- **Task to carry out**
Which lines in the entries below contain the word "textured", with case counting? Extract each of those lines in full.
•••••
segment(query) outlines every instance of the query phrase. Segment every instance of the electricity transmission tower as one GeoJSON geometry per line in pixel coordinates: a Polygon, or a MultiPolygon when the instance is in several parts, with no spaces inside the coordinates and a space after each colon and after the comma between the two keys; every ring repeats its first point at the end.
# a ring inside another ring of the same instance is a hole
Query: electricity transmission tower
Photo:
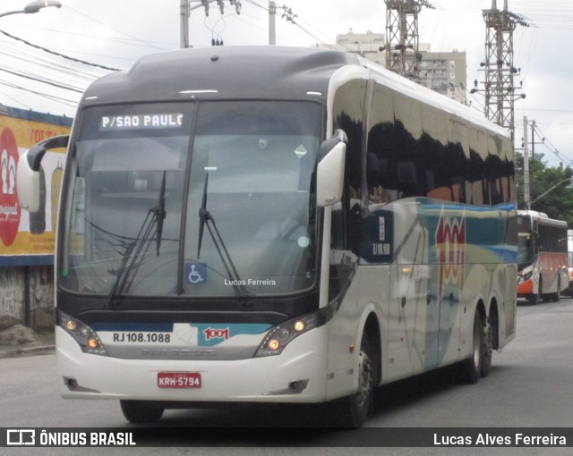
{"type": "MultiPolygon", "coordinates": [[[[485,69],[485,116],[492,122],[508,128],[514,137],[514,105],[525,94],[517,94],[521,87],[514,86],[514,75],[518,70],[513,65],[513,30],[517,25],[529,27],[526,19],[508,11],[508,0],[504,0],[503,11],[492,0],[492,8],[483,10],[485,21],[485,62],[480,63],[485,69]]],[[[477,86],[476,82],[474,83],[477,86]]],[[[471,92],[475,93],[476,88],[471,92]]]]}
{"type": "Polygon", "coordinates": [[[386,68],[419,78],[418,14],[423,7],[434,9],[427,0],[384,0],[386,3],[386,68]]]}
•••••
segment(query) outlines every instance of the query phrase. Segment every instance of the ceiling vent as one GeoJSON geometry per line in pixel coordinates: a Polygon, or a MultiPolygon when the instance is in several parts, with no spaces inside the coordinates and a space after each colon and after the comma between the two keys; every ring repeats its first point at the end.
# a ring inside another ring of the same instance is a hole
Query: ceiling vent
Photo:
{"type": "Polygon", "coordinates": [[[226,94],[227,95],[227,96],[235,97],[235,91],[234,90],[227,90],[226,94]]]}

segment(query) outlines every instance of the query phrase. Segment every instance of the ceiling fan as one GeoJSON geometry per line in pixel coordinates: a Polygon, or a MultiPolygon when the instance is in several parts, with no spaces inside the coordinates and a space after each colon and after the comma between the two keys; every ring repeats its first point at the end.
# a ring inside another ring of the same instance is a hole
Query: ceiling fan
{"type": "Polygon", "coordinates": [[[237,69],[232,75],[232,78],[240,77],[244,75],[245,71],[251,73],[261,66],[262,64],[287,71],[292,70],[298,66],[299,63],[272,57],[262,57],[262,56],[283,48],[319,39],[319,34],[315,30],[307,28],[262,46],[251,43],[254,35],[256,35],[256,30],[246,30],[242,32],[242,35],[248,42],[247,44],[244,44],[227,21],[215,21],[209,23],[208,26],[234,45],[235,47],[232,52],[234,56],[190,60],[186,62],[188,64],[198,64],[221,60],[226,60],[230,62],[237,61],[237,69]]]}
•••••
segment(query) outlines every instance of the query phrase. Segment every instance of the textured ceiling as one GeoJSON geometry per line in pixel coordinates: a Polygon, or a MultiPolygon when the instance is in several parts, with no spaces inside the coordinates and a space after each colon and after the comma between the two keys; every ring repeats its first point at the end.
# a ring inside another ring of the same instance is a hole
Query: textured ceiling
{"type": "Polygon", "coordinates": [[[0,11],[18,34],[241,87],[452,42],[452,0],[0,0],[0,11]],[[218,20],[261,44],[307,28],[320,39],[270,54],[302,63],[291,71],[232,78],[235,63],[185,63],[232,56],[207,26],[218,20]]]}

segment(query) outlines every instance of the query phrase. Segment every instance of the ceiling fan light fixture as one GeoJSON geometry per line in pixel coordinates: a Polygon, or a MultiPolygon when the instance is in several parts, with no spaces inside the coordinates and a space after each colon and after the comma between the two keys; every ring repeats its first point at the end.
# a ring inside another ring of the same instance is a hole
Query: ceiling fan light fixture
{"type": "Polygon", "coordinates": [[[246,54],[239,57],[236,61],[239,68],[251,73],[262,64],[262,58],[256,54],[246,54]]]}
•••••
- **Written answer**
segment(query) outlines every instance of the query phrase. Segment every instance of the textured ceiling as one GeoJSON geometry per line in pixel coordinates: a Polygon, or a MultiPolygon when the instance is in several parts, with no spaces inside the coordinates and a space after each colon and after the comma between the two keys; every ring repeats its first point at the end.
Query: textured ceiling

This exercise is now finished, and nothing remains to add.